**WHAT TO DO**:
List every line of the entries below that contains the string "bench", copying each such line in full.
** start of PROVIDED DATA **
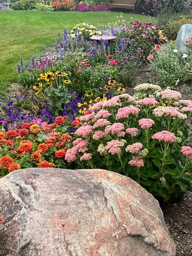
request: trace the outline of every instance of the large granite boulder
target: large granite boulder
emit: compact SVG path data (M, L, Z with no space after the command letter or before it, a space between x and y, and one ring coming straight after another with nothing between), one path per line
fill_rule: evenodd
M15 171L0 180L0 206L1 256L175 255L157 201L115 172Z

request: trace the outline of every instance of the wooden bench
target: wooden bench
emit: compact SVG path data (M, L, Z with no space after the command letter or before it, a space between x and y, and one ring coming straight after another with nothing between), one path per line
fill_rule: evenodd
M137 0L108 0L109 8L125 8L133 10L135 12L135 7Z

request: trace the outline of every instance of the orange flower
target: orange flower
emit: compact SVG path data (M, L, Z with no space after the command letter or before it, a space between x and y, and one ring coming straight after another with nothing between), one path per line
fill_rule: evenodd
M64 141L58 141L55 144L56 147L65 147L65 142Z
M60 149L57 151L55 151L55 156L56 158L63 158L66 155L66 150L65 149Z
M153 58L153 56L152 54L150 54L147 57L147 60L150 61L151 60L152 60Z
M19 169L21 169L20 165L16 163L13 163L9 166L8 171L9 172L11 172L12 171L13 171Z
M44 133L51 133L53 130L52 127L49 124L46 124L42 127L42 130Z
M58 124L62 124L64 123L65 119L62 116L58 116L55 119L55 122Z
M1 168L7 169L9 166L14 162L13 159L11 157L5 156L0 158L0 166Z
M41 128L38 124L32 124L29 128L29 131L31 134L37 135L41 131Z
M49 163L46 160L41 161L38 165L39 168L48 168L49 167Z
M65 143L70 141L72 139L72 136L70 136L68 134L64 134L60 137L60 140L63 141Z
M29 133L29 130L26 128L23 128L20 131L20 136L21 137L24 137L27 134Z
M3 139L5 137L5 133L0 133L0 138Z
M41 143L37 146L37 150L45 152L48 149L48 146L45 143Z
M74 120L72 122L72 126L79 126L79 125L82 125L83 123L79 121L79 120Z
M23 152L26 153L32 150L33 144L30 140L23 140L21 142L19 149Z
M38 150L35 151L31 155L31 159L34 162L38 163L41 160L41 155L40 152Z
M16 130L10 130L6 133L7 138L11 138L12 137L16 137L17 136L17 133Z

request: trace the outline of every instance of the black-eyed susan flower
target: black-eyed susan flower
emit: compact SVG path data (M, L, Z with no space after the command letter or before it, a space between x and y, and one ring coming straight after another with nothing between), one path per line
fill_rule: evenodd
M50 80L54 80L54 76L55 74L54 74L52 72L47 72L47 73L45 73L45 81L47 81L47 82L49 82Z
M71 81L70 80L64 80L63 82L65 84L69 84L70 83L71 83Z

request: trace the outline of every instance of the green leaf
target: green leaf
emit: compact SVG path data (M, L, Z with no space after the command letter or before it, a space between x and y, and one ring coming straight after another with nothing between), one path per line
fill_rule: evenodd
M152 184L152 183L150 181L148 181L147 180L143 180L142 181L141 181L140 183L148 187L150 187Z

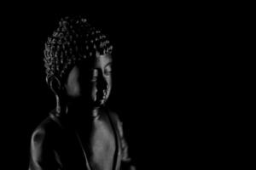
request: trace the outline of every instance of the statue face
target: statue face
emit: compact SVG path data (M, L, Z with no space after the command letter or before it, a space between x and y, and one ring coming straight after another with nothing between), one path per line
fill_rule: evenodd
M111 63L110 54L96 54L95 58L75 65L65 83L67 97L82 105L103 105L112 88Z

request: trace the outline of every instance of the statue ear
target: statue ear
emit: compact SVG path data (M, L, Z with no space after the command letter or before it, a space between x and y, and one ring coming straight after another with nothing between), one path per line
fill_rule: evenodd
M47 78L47 83L55 95L60 95L61 91L61 82L59 77L51 76Z

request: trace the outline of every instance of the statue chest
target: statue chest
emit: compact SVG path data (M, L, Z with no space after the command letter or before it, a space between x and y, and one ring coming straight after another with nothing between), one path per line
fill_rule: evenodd
M115 138L109 122L95 122L90 142L90 162L97 170L112 170Z

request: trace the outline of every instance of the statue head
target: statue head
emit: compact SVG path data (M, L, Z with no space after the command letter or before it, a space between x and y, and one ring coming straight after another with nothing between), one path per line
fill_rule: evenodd
M112 49L107 36L82 17L62 18L44 49L46 82L58 105L101 106L111 87ZM64 102L65 101L65 102Z

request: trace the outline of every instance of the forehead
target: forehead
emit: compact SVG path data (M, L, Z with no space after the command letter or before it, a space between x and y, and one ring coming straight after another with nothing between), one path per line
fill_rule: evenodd
M110 54L100 54L96 53L94 57L88 58L81 61L77 66L79 69L90 70L94 68L104 68L112 63L112 55Z

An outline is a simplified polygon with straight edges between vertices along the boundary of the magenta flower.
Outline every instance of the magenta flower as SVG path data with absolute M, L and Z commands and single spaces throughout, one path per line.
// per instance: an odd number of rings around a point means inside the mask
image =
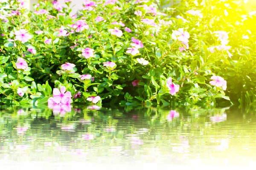
M 135 47 L 137 49 L 143 48 L 144 47 L 144 45 L 141 41 L 139 40 L 135 39 L 134 37 L 131 38 L 131 41 L 134 43 L 132 43 L 131 44 L 131 45 Z
M 17 89 L 17 93 L 20 97 L 22 97 L 24 95 L 24 92 L 20 88 L 18 88 Z
M 111 35 L 116 35 L 118 37 L 120 37 L 123 34 L 122 31 L 116 27 L 115 27 L 115 29 L 110 29 L 109 30 L 111 31 Z
M 131 84 L 133 85 L 134 87 L 136 86 L 137 85 L 140 85 L 139 84 L 139 82 L 140 82 L 140 80 L 134 80 L 133 82 L 131 82 Z
M 50 44 L 52 42 L 52 39 L 50 38 L 49 39 L 46 40 L 44 41 L 44 43 L 46 44 Z
M 168 89 L 170 91 L 170 94 L 172 95 L 175 95 L 180 89 L 180 85 L 175 85 L 172 82 L 172 77 L 169 77 L 167 79 L 166 86 L 168 88 Z
M 131 54 L 133 56 L 140 53 L 139 50 L 135 47 L 128 48 L 127 48 L 127 50 L 126 52 L 126 53 Z
M 62 65 L 61 67 L 61 70 L 70 71 L 72 69 L 72 68 L 76 67 L 76 65 L 74 64 L 66 62 L 66 63 Z
M 84 74 L 84 75 L 81 75 L 80 76 L 79 76 L 79 77 L 80 77 L 81 78 L 81 79 L 91 79 L 92 78 L 92 76 L 91 76 L 90 74 Z
M 220 76 L 213 76 L 211 79 L 213 80 L 210 82 L 210 84 L 217 87 L 222 87 L 223 90 L 227 89 L 227 81 Z
M 93 57 L 93 51 L 94 50 L 90 48 L 87 48 L 82 51 L 82 55 L 85 57 L 86 59 Z
M 59 33 L 57 35 L 57 37 L 65 37 L 67 36 L 67 31 L 65 30 L 65 28 L 63 26 L 61 27 L 61 28 L 58 31 Z
M 189 33 L 186 31 L 184 31 L 184 28 L 179 28 L 178 31 L 175 31 L 174 33 L 178 37 L 178 40 L 184 43 L 189 42 L 188 39 L 190 37 Z
M 29 51 L 33 54 L 35 54 L 36 53 L 36 50 L 35 49 L 29 48 L 28 48 L 28 51 Z
M 16 35 L 15 38 L 19 41 L 21 41 L 22 43 L 27 42 L 31 38 L 30 35 L 24 29 L 15 31 L 15 34 Z
M 125 28 L 125 30 L 126 32 L 131 32 L 131 30 L 128 27 Z
M 56 103 L 62 103 L 66 104 L 67 101 L 69 101 L 72 97 L 70 91 L 66 92 L 66 88 L 61 86 L 60 88 L 61 91 L 57 88 L 54 88 L 53 91 L 53 101 Z
M 71 26 L 71 28 L 76 29 L 76 32 L 79 32 L 84 29 L 89 29 L 89 26 L 83 20 L 79 20 Z
M 97 103 L 99 101 L 101 100 L 101 98 L 99 96 L 97 96 L 96 97 L 91 96 L 90 97 L 88 97 L 86 99 L 87 100 L 91 101 L 93 103 Z
M 35 31 L 35 34 L 41 34 L 44 33 L 44 31 L 43 31 L 39 30 L 39 31 Z
M 115 67 L 116 65 L 116 63 L 115 63 L 114 62 L 103 62 L 103 66 L 106 66 L 106 67 L 109 67 L 110 68 L 113 68 L 114 67 Z
M 28 68 L 28 64 L 22 58 L 19 58 L 17 60 L 17 62 L 15 65 L 17 69 L 22 69 L 24 70 Z
M 93 9 L 93 8 L 92 7 L 93 6 L 96 7 L 97 6 L 95 2 L 88 0 L 85 0 L 83 5 L 84 6 L 83 9 L 88 11 L 92 11 Z
M 100 16 L 98 16 L 95 18 L 95 20 L 97 22 L 99 22 L 104 20 L 104 18 L 103 17 Z

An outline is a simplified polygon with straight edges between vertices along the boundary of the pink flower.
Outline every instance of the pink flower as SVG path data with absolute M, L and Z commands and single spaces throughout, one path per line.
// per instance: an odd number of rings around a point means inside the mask
M 35 34 L 41 34 L 44 33 L 44 31 L 43 31 L 39 30 L 39 31 L 35 31 Z
M 35 54 L 36 53 L 36 50 L 35 49 L 29 48 L 28 48 L 28 51 L 29 51 L 33 54 Z
M 138 16 L 142 16 L 142 12 L 139 10 L 136 11 L 134 12 L 134 14 Z
M 103 64 L 104 64 L 104 65 L 103 65 L 104 66 L 108 67 L 111 68 L 113 68 L 114 67 L 115 67 L 116 65 L 116 63 L 115 63 L 114 62 L 109 62 L 109 61 L 108 61 L 107 62 L 103 62 Z
M 92 76 L 90 74 L 84 74 L 79 76 L 79 77 L 81 77 L 81 79 L 82 80 L 85 79 L 90 79 L 92 78 Z
M 98 16 L 95 18 L 95 20 L 97 22 L 99 22 L 104 20 L 104 18 L 103 17 L 100 16 Z
M 82 55 L 85 57 L 86 59 L 93 57 L 93 51 L 94 50 L 90 48 L 87 48 L 82 51 Z
M 22 97 L 24 95 L 24 92 L 21 90 L 20 88 L 18 88 L 17 89 L 17 93 L 20 97 Z
M 92 6 L 96 7 L 97 6 L 96 3 L 93 1 L 91 1 L 88 0 L 85 0 L 84 4 L 84 6 L 83 9 L 84 10 L 92 11 L 93 9 Z
M 65 37 L 67 36 L 67 31 L 64 29 L 64 27 L 61 26 L 61 28 L 58 31 L 59 33 L 57 35 L 57 37 Z
M 126 32 L 131 32 L 131 30 L 128 27 L 125 28 L 125 30 Z
M 81 92 L 79 91 L 76 94 L 75 94 L 74 96 L 74 99 L 77 98 L 79 97 L 80 97 L 81 96 Z
M 56 103 L 67 104 L 67 101 L 69 101 L 72 97 L 70 91 L 66 92 L 66 88 L 61 86 L 60 88 L 61 91 L 57 88 L 54 88 L 53 91 L 53 102 Z
M 85 140 L 93 140 L 94 139 L 94 137 L 92 134 L 85 134 L 82 135 L 83 139 Z
M 176 112 L 176 111 L 171 110 L 170 111 L 170 114 L 167 116 L 166 119 L 169 122 L 171 122 L 173 118 L 175 117 L 179 117 L 179 116 L 180 114 L 179 114 L 178 113 Z
M 110 29 L 109 30 L 111 31 L 111 35 L 116 35 L 118 37 L 120 37 L 122 35 L 122 31 L 116 27 L 115 27 L 115 29 Z
M 44 41 L 44 43 L 46 44 L 50 44 L 52 42 L 52 39 L 50 38 L 49 39 L 46 40 Z
M 141 41 L 140 41 L 138 40 L 136 40 L 134 37 L 131 38 L 131 41 L 134 43 L 132 43 L 131 44 L 131 45 L 135 47 L 137 49 L 139 49 L 141 48 L 143 48 L 144 47 L 144 45 L 141 42 Z
M 169 77 L 167 79 L 166 86 L 168 88 L 168 89 L 170 91 L 170 94 L 172 95 L 175 95 L 180 89 L 180 85 L 175 85 L 172 82 L 172 77 Z
M 89 101 L 91 101 L 93 102 L 93 103 L 97 103 L 99 101 L 101 100 L 100 97 L 99 96 L 97 96 L 96 97 L 91 96 L 90 97 L 88 97 L 86 99 L 86 100 L 88 100 Z
M 128 48 L 127 48 L 126 53 L 131 54 L 133 56 L 140 53 L 140 51 L 135 47 Z
M 66 62 L 61 65 L 61 70 L 70 71 L 72 69 L 72 68 L 76 67 L 76 65 L 74 64 Z
M 227 81 L 220 76 L 213 76 L 211 79 L 213 80 L 210 82 L 210 84 L 217 87 L 222 87 L 223 90 L 227 89 Z
M 139 85 L 139 82 L 140 82 L 140 80 L 134 80 L 131 82 L 131 84 L 133 85 L 134 87 L 137 85 Z
M 178 31 L 175 31 L 174 33 L 178 37 L 178 40 L 184 43 L 189 42 L 188 39 L 190 37 L 189 33 L 186 31 L 184 31 L 184 28 L 179 28 Z
M 17 69 L 22 69 L 24 70 L 28 68 L 28 64 L 22 58 L 19 58 L 17 60 L 17 62 L 16 63 L 15 65 Z
M 84 29 L 89 29 L 89 26 L 83 20 L 78 20 L 74 24 L 71 26 L 71 28 L 76 29 L 76 32 L 79 32 Z
M 22 43 L 28 42 L 29 40 L 31 38 L 30 35 L 24 29 L 15 31 L 15 34 L 16 35 L 15 38 L 19 41 L 21 41 Z

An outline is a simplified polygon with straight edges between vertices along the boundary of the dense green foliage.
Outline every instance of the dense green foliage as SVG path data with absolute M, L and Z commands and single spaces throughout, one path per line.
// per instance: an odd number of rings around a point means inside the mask
M 128 105 L 230 103 L 228 96 L 233 102 L 256 101 L 256 14 L 246 4 L 241 0 L 184 0 L 164 8 L 168 6 L 158 1 L 98 1 L 91 10 L 78 11 L 76 17 L 69 15 L 70 8 L 56 3 L 41 2 L 35 12 L 20 8 L 16 1 L 11 1 L 10 6 L 9 2 L 1 3 L 5 12 L 0 18 L 0 102 L 46 103 L 52 89 L 62 86 L 73 96 L 81 92 L 81 97 L 72 97 L 77 102 L 96 96 L 102 100 L 99 103 Z M 191 10 L 196 12 L 187 12 Z M 99 16 L 105 20 L 97 21 Z M 81 20 L 86 25 L 79 31 L 74 24 Z M 112 34 L 114 27 L 122 31 L 121 36 Z M 189 47 L 183 51 L 186 45 L 177 33 L 180 28 L 190 34 Z M 15 39 L 21 29 L 30 36 L 26 42 Z M 38 31 L 41 34 L 35 32 Z M 228 38 L 218 37 L 218 31 L 225 31 Z M 127 51 L 132 37 L 143 45 L 135 55 Z M 82 55 L 86 48 L 93 49 L 93 56 Z M 17 68 L 20 58 L 27 63 L 25 69 Z M 141 58 L 149 63 L 137 60 Z M 108 62 L 115 65 L 103 66 Z M 61 70 L 65 62 L 76 67 Z M 81 79 L 84 74 L 94 81 Z M 209 83 L 212 76 L 227 80 L 226 91 Z M 175 90 L 170 94 L 169 77 L 180 86 L 177 94 Z

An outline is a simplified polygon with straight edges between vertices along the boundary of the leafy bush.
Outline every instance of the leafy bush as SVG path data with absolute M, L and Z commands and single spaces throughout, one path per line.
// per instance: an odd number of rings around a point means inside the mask
M 1 3 L 2 103 L 256 99 L 256 12 L 241 1 L 85 1 L 73 16 L 65 1 Z

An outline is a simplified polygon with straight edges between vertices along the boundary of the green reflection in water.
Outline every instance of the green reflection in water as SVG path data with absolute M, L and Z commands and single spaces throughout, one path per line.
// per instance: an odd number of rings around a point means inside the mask
M 255 113 L 198 106 L 1 106 L 0 160 L 251 164 Z

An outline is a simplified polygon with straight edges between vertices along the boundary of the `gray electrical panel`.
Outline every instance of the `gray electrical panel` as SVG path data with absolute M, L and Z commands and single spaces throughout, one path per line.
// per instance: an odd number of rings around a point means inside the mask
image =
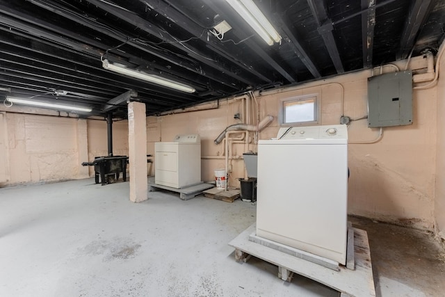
** end of PROVIDED DATA **
**TASK ANSWER**:
request: trace the outline of every instance of the wooden bench
target: wooden bench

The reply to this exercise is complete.